_Exigences_: Renvoyez à l'identique toutes les lignes du matériau ci-dessous, en omettant les images.

====== Matériau d'entrée ======

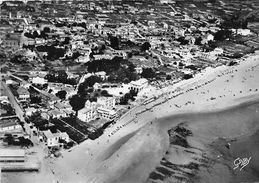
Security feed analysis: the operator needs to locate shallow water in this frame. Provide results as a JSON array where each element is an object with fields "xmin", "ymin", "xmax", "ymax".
[{"xmin": 147, "ymin": 102, "xmax": 259, "ymax": 183}]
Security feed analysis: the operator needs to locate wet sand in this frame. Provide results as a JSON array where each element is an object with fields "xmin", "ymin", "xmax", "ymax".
[{"xmin": 146, "ymin": 100, "xmax": 259, "ymax": 183}]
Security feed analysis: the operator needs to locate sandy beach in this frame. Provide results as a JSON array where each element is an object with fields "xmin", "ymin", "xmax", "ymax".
[{"xmin": 6, "ymin": 53, "xmax": 259, "ymax": 183}]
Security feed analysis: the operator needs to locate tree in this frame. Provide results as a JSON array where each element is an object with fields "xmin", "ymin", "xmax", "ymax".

======

_Résultat de l'exercice_:
Security feed analysis: the operator needs to locate shallow water in this frame. Provide results as a JSON array where each element is an object with fields "xmin", "ymin", "xmax", "ymax".
[{"xmin": 147, "ymin": 102, "xmax": 259, "ymax": 183}]
Security feed analysis: the operator needs to locate wet sand in this frame. Provide results as a JSON array where each element is an object with fields "xmin", "ymin", "xmax", "ymax".
[{"xmin": 146, "ymin": 100, "xmax": 259, "ymax": 183}]
Security feed analysis: the operator needs to locate sandy beach in this frame. Provide results as a JSON array where each element is an object with fields "xmin", "ymin", "xmax", "ymax".
[{"xmin": 6, "ymin": 53, "xmax": 259, "ymax": 183}]
Security feed analysis: the operator needs to locate tree in this frame. Provide results as a JSON array where each element is an object with fields "xmin", "ymin", "xmax", "ymax".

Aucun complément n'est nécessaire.